EXCERPTED PASSAGE:
● ● ● ●
CA Considers Taxing Solar Power Generation
California is considering a proposal by the state Public Utilities Commission to charge an 'exit tax,' proportional to the amount of power you generate, on electricity generated by means such as solar panels for your own use. I would expect a state like California to try and encourage the adoption of alternative power sources, but this seems a really odd way of doing it. Two groups have started lobbying against this tax. If passed, it sets a precedent that many fear will lead to similar taxes outside CA.
This is the same state that thought it would be a good idea to
give illegal aliens drivers licenses.
I don't understand then. If they tax people for not using the electricity from the grid, that must mean there isn't enough demand for what they have (otherwise they would have no basis). How does that work with the "Real Californians don't do their laundry... except after 7" ads ?
You're right; Utilities Commissions worldwide try to chew waay more than they can bite. Normal. My conjecture is that 1) this is only a publicity stunt and will never become law, and 2) it's meant to deflect attention from another issue which is equally or more controversial, but one that the power companies would like to pass through with minimum fuss.
Of course, I could only be peddling conspiracy theories, but Californians would want to closely read about *everything* they propose.
Those of us in Washington state already know that California likes to screw up the electrical industry for the rest of us. They already messed it up a few years ago when the government stopped putting any control on their power stations. Now they have to drain a lot of their energy from stations still under government mandate in Washington which makes our rates go up.
-> Fritz
Spooooon!!!!!
● ● ● ●
Repeat the passage from the solar tax discussion, starting with "Those of us" and going on through "Spooooon!!!!!".

ENTRIES PROVIDED:
● ● ● ●
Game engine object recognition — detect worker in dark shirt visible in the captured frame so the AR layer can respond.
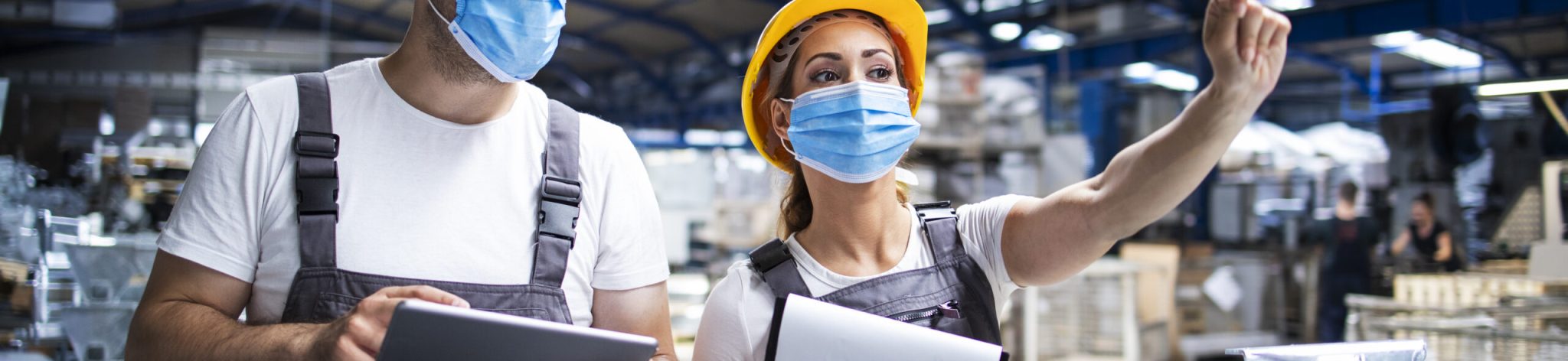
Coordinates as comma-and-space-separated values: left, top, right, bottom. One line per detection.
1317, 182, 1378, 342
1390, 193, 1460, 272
● ● ● ●
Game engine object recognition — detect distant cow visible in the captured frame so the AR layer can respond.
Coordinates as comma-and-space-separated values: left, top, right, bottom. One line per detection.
● ● ● ●
SOLUTION TO THIS TASK:
Those of us in Washington state already know that California likes to screw up the electrical industry for the rest of us. They already messed it up a few years ago when the government stopped putting any control on their power stations. Now they have to drain a lot of their energy from stations still under government mandate in Washington which makes our rates go up.
-> Fritz
Spooooon!!!!!